**Directive**
Reproduce everything from the start of the listing down to and including the line containing "21 91 L 36 90", requests and all, but offset every coordinate in the path outlines by adding 142 to it.

[Records from a dataset]
↓
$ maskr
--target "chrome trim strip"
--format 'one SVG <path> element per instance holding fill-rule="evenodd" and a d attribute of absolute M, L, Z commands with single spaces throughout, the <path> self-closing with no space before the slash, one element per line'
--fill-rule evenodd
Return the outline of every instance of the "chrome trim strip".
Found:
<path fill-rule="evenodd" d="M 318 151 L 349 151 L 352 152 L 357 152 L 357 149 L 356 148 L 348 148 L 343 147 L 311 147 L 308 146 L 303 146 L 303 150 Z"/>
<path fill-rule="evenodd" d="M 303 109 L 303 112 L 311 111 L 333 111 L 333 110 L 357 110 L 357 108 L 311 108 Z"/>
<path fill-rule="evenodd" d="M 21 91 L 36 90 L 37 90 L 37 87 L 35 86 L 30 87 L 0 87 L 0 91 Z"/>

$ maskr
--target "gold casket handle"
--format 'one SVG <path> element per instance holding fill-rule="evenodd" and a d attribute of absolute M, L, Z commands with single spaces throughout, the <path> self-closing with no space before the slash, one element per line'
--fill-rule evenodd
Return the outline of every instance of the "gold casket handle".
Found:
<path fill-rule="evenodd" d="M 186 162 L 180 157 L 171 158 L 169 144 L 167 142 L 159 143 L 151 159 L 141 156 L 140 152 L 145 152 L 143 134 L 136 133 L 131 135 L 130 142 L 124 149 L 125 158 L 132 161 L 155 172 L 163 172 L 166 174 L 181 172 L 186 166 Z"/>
↑
**Solved exercise**
$ maskr
--target "chrome trim strip"
--format 'one SVG <path> element per instance holding fill-rule="evenodd" and a d attribute of absolute M, L, Z commands with single spaces throughout, the <path> self-closing with no space before the slash, one element per line'
--fill-rule evenodd
Return the outline of every instance of the "chrome trim strip".
Found:
<path fill-rule="evenodd" d="M 460 293 L 491 293 L 494 294 L 499 294 L 499 291 L 498 290 L 490 290 L 485 289 L 453 289 L 450 288 L 445 288 L 445 292 Z"/>
<path fill-rule="evenodd" d="M 445 251 L 445 254 L 453 253 L 475 253 L 475 252 L 499 252 L 499 250 L 453 250 Z"/>
<path fill-rule="evenodd" d="M 163 233 L 178 232 L 179 232 L 179 229 L 177 228 L 172 229 L 142 229 L 142 233 Z"/>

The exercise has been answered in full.